抽出テキスト:

☆ ☆ ☆ ☆ ☆

今回ご紹介するのは、多機能型事業所わっくす(埼玉県春日部市)の齋藤 進さんの作品「天使がやってくる村」です。今回のキュレーターは中津川 浩章さん(画家、美術家、アートディレクター)です。

作者のことば……齋藤 進(さいとう・すすむ)さん

絵を描くことは、単なる暇つぶし。僕はただ描いてるだけ。
僕の絵を見た人が、どう思うかっていうことは大事。これがいいとか、あれが好きって言うのをみんなが言うでしょう。そうじゃなかったら、描くのやめちゃう。もうほとんどのものは描いちゃったんだけどね。
今は「この世の終わり」を描いてる。スリルがあって映画の世界みたいで、かっこいいから。丸テーブルの周りで夜明かしのダンスを踊っている貴族の絵も考えてる…。

キュレーターより 《中津川 浩章さん》

「天使が舞い降りる不穏なパラダイス」

そこここに舞い降りてくる無数の天使たちの姿、一見パラダイスのような情景に潜むただならぬ気配。色鉛筆とマーカーの軽快な筆致には迷いがない。まるで見えている世界を描いているようなリアリティがある。一度見たら忘れられない不思議な絵だ。

なんの予備知識もなくこの絵を見たなら、描いたのが男性なのか、女性なのか、何歳くらいなのか、まったく見えてこない。

何度も画面に現れてくる大きな樹木。大きく枝を伸ばした世界樹は神話的世界の拡がりを感じさせる。その樹の上でタバコを吸う人。少しエロチックなかわいい天使たちに囲まれる男性。輪になっておしゃべりしたり、水浴びしている天使たち。最後の晩餐の巨大なテーブル。イメージはファンタジックで若々しい。大勢の祝福の天使に歓喜の歌が聞こえてきそうな作品もあれば、大洪水などどことなくキリスト教的な終末観が漂うモチーフも描かれる。絵の中には齋藤自身の姿もあるらしい。どこかで見たことがあるような、でもどこにもない、架空の世界。夢の中の世界。絵画のスタイルは異なるが壮大な物語を孤独の中で描き続けたアールブリュットの巨匠ヘンリー・ダーガーを彷彿させる。

「それぞれの休日」「草花と天使」「一夜の晩餐会」

☆ ☆ ☆ ☆ ☆

実施タスク: 抽出テキストでは、齋藤進さんの絵が彷彿させる画家として誰の名が挙げられていますか。 抽出テキストに書かれている内容だけを根拠にしてください。

☆ ☆ ☆ ☆ ☆

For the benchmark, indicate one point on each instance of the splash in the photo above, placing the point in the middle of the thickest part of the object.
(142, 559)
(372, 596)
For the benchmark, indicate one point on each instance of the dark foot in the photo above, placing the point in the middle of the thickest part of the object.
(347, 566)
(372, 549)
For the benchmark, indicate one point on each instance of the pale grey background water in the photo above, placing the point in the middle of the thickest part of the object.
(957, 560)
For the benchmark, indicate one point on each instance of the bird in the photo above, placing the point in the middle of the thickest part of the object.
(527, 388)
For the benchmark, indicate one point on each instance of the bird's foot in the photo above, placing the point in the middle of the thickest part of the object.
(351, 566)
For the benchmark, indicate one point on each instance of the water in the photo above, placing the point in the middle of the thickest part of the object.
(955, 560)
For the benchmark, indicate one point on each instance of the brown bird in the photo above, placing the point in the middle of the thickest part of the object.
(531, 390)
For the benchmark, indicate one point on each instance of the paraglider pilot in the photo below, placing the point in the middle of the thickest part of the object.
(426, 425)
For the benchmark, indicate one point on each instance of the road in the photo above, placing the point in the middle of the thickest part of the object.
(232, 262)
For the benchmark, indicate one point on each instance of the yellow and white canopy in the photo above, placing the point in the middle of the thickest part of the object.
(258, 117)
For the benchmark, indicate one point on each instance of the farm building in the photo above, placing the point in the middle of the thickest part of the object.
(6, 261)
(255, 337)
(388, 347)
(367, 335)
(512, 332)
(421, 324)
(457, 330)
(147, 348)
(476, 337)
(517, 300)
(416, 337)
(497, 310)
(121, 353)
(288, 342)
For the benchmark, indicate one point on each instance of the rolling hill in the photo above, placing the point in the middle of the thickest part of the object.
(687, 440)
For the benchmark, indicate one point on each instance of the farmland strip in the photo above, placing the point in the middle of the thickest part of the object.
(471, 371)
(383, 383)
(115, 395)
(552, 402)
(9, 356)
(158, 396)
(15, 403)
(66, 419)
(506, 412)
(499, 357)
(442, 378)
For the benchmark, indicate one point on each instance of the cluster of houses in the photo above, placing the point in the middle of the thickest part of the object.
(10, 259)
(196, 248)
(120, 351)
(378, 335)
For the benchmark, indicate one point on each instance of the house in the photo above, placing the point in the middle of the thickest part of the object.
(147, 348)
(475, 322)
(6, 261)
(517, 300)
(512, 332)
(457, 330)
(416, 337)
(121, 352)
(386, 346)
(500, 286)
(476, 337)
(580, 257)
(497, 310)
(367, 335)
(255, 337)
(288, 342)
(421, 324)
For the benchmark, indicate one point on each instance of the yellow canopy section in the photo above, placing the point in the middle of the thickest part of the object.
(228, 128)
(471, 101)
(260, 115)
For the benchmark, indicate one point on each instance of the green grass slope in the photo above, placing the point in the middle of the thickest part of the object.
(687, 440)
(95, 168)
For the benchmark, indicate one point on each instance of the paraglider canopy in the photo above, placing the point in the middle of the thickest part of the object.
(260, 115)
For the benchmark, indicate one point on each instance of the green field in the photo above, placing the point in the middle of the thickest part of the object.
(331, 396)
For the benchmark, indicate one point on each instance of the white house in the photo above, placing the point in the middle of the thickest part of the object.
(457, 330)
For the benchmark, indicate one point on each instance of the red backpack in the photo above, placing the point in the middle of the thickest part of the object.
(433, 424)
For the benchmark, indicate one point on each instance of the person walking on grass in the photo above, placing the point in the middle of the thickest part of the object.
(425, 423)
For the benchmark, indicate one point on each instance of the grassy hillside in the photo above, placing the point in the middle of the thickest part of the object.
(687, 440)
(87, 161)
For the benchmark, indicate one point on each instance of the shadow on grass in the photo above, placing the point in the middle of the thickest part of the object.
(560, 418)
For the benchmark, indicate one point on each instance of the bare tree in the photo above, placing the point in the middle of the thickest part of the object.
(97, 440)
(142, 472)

☆ ☆ ☆ ☆ ☆

タスクの解答: アールブリュットの巨匠ヘンリー・ダーガーです。